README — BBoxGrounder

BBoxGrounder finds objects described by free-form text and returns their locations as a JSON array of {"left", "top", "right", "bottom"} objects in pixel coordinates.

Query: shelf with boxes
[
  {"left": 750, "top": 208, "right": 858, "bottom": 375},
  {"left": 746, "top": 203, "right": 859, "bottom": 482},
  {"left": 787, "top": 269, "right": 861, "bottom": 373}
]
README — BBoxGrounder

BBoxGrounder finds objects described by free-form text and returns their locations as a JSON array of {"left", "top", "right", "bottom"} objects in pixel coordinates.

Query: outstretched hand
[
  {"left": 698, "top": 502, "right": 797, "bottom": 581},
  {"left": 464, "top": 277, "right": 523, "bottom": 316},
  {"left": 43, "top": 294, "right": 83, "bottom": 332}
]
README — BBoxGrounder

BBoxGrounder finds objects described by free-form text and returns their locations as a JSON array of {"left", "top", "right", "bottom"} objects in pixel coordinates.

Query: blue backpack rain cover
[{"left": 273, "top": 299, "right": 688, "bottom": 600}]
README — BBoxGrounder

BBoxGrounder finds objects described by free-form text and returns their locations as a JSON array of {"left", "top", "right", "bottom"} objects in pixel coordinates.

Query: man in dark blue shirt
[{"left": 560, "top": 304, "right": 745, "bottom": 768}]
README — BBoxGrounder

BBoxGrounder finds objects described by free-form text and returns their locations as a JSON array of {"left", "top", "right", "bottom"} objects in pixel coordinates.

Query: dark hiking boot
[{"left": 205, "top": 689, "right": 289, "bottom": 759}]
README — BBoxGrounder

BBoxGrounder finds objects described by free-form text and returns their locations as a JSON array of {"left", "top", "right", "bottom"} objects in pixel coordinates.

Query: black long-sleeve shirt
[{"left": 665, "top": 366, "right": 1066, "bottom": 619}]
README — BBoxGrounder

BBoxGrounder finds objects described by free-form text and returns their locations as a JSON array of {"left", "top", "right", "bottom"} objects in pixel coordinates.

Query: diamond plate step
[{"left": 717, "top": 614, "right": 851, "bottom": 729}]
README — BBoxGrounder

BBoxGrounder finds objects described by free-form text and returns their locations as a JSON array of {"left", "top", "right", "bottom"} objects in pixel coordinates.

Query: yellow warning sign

|---|

## REQUIRED WORK
The last part of the records is the answer, beginning at the line that holds "Query: diamond plate step" and including the final line, repeated exactly.

## ANSWER TO THIS TASK
Query: diamond plate step
[{"left": 717, "top": 614, "right": 851, "bottom": 729}]
README — BBoxGrounder

BBoxGrounder finds objects described by free-form text and returns their locations as a JSON array of {"left", "top", "right", "bottom"} objects in pixel coordinates.

Query: yellow warning sign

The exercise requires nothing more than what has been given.